:: Data for review ::
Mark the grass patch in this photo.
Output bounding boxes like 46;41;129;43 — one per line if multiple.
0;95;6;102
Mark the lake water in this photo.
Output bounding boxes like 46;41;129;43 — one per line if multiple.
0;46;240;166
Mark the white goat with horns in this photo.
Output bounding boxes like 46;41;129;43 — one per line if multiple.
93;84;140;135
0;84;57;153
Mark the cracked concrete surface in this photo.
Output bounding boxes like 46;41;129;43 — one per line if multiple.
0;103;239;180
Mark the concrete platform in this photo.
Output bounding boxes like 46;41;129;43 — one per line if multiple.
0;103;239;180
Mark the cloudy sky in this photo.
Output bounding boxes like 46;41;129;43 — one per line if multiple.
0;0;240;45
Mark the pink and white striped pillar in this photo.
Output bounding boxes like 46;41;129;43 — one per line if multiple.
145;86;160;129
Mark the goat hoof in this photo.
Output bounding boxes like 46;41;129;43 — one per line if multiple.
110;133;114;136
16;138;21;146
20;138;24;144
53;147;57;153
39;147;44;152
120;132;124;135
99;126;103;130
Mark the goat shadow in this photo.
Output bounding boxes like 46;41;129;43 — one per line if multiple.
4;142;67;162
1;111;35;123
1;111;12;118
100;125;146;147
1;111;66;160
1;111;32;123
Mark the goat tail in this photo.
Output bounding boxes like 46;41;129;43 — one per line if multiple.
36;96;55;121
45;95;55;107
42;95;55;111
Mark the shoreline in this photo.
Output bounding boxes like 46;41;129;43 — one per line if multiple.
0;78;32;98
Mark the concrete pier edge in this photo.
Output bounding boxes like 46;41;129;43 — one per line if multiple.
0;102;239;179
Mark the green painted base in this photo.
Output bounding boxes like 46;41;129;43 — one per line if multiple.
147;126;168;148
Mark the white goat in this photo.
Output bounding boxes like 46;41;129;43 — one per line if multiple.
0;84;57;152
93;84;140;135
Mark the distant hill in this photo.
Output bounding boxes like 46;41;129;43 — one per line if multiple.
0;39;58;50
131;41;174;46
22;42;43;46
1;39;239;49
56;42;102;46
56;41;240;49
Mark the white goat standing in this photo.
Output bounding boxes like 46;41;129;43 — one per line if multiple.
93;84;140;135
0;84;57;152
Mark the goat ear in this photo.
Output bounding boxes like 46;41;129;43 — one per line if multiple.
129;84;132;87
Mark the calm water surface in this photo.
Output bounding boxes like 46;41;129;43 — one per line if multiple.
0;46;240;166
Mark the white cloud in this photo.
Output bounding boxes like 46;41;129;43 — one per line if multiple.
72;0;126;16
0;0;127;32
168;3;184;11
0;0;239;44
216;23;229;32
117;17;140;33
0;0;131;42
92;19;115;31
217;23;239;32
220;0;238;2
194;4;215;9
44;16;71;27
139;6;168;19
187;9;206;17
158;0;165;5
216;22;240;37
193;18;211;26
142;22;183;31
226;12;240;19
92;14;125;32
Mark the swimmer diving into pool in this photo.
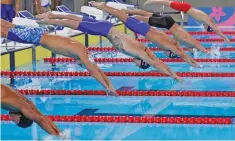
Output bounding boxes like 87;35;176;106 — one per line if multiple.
0;19;117;96
121;9;208;54
143;0;231;43
87;2;199;67
36;12;182;82
1;84;62;137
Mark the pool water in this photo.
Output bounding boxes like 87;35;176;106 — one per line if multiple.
1;28;235;140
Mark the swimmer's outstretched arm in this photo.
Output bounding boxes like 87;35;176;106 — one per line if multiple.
20;107;61;136
79;54;117;96
206;18;231;43
2;85;62;137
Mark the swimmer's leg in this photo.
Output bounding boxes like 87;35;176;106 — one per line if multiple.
123;9;153;17
144;0;171;8
134;15;150;23
1;26;12;37
36;13;83;22
0;19;15;28
37;19;80;30
92;2;129;22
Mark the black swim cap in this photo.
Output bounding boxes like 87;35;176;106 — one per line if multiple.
207;26;213;32
10;112;33;128
18;114;33;128
140;60;150;69
169;51;179;58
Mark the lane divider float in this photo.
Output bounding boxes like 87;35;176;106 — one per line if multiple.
2;71;235;78
1;114;233;125
137;38;235;43
16;89;235;97
87;47;235;52
44;58;235;63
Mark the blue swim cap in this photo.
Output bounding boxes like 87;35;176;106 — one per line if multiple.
207;26;213;32
140;60;150;69
169;51;179;58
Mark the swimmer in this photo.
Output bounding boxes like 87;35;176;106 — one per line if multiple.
144;0;231;43
0;19;117;96
122;9;208;54
1;84;62;137
36;12;182;82
1;0;20;22
89;2;199;67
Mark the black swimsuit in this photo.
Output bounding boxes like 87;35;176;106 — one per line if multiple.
148;13;175;30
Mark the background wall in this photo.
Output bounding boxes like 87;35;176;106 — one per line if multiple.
22;0;235;22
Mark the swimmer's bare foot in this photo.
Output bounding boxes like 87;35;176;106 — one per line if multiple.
106;89;118;96
91;1;106;9
121;8;128;14
36;19;50;24
36;13;49;19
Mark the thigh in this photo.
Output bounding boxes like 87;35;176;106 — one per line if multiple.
1;5;8;21
6;5;15;22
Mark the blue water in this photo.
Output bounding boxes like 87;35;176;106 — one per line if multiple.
1;28;235;140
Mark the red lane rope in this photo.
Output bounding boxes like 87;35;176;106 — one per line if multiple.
165;31;235;35
137;39;235;43
2;71;235;77
135;31;235;35
44;58;235;63
87;47;235;52
1;114;232;125
17;89;235;97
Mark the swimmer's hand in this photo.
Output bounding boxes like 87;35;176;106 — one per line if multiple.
105;89;118;97
225;38;231;44
181;54;200;68
46;116;62;136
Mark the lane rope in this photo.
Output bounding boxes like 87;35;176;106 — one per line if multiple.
1;114;233;125
137;39;235;43
2;71;235;77
44;58;235;63
87;47;235;52
17;89;235;97
156;31;235;35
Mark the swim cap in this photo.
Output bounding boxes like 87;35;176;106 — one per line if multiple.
207;26;213;32
140;60;150;69
10;112;33;128
169;51;179;58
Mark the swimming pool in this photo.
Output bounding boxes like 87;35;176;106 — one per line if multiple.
1;27;235;140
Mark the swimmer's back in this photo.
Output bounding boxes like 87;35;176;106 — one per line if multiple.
40;34;87;59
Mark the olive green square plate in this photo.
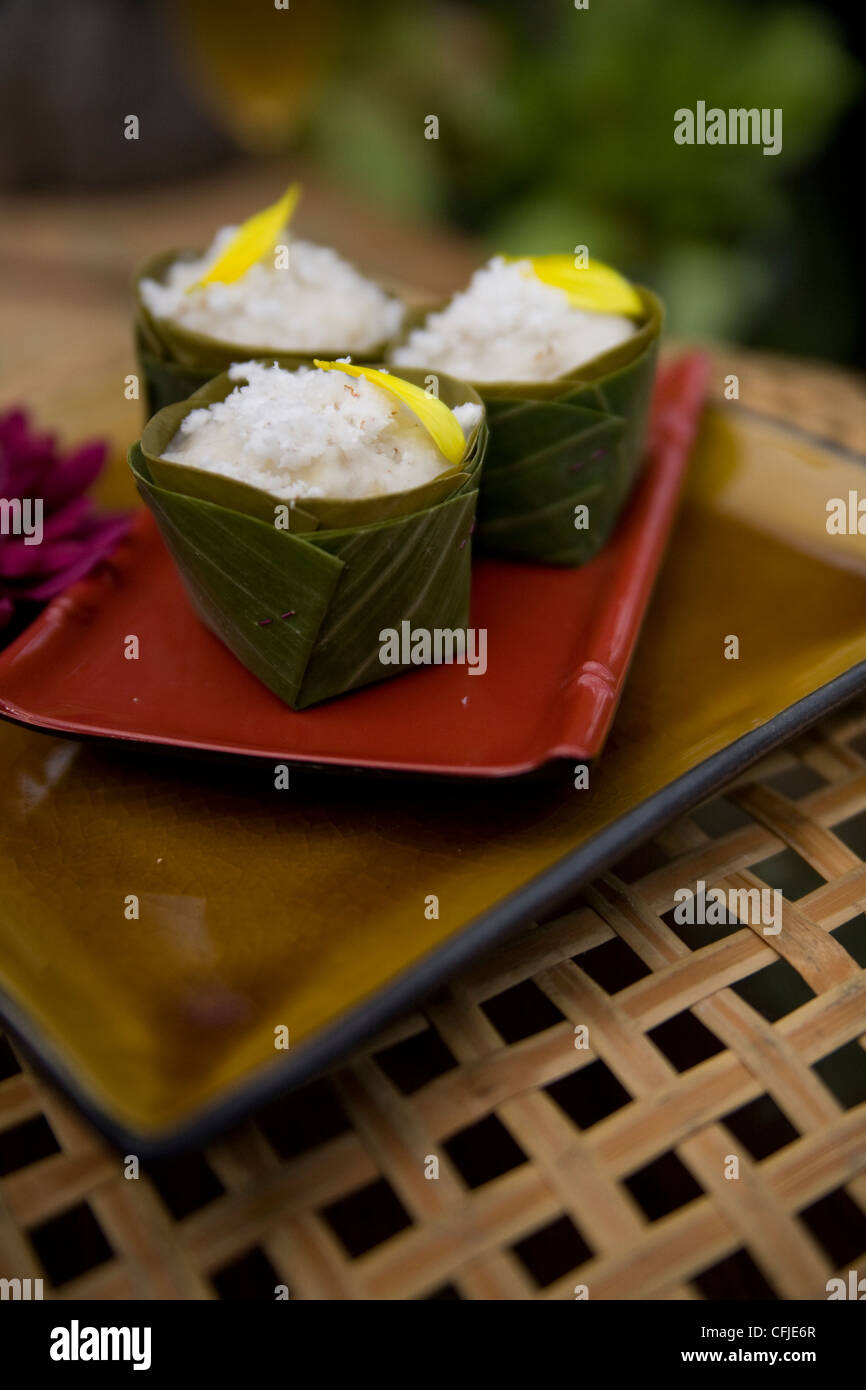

:: What is expected ::
Each line in the data that holds the word "lane" must be copied.

:: Answer for this exercise ::
Mark the lane divider float in this photo.
Mark the red lane rope in this photo.
Mark the lane rope in this photo.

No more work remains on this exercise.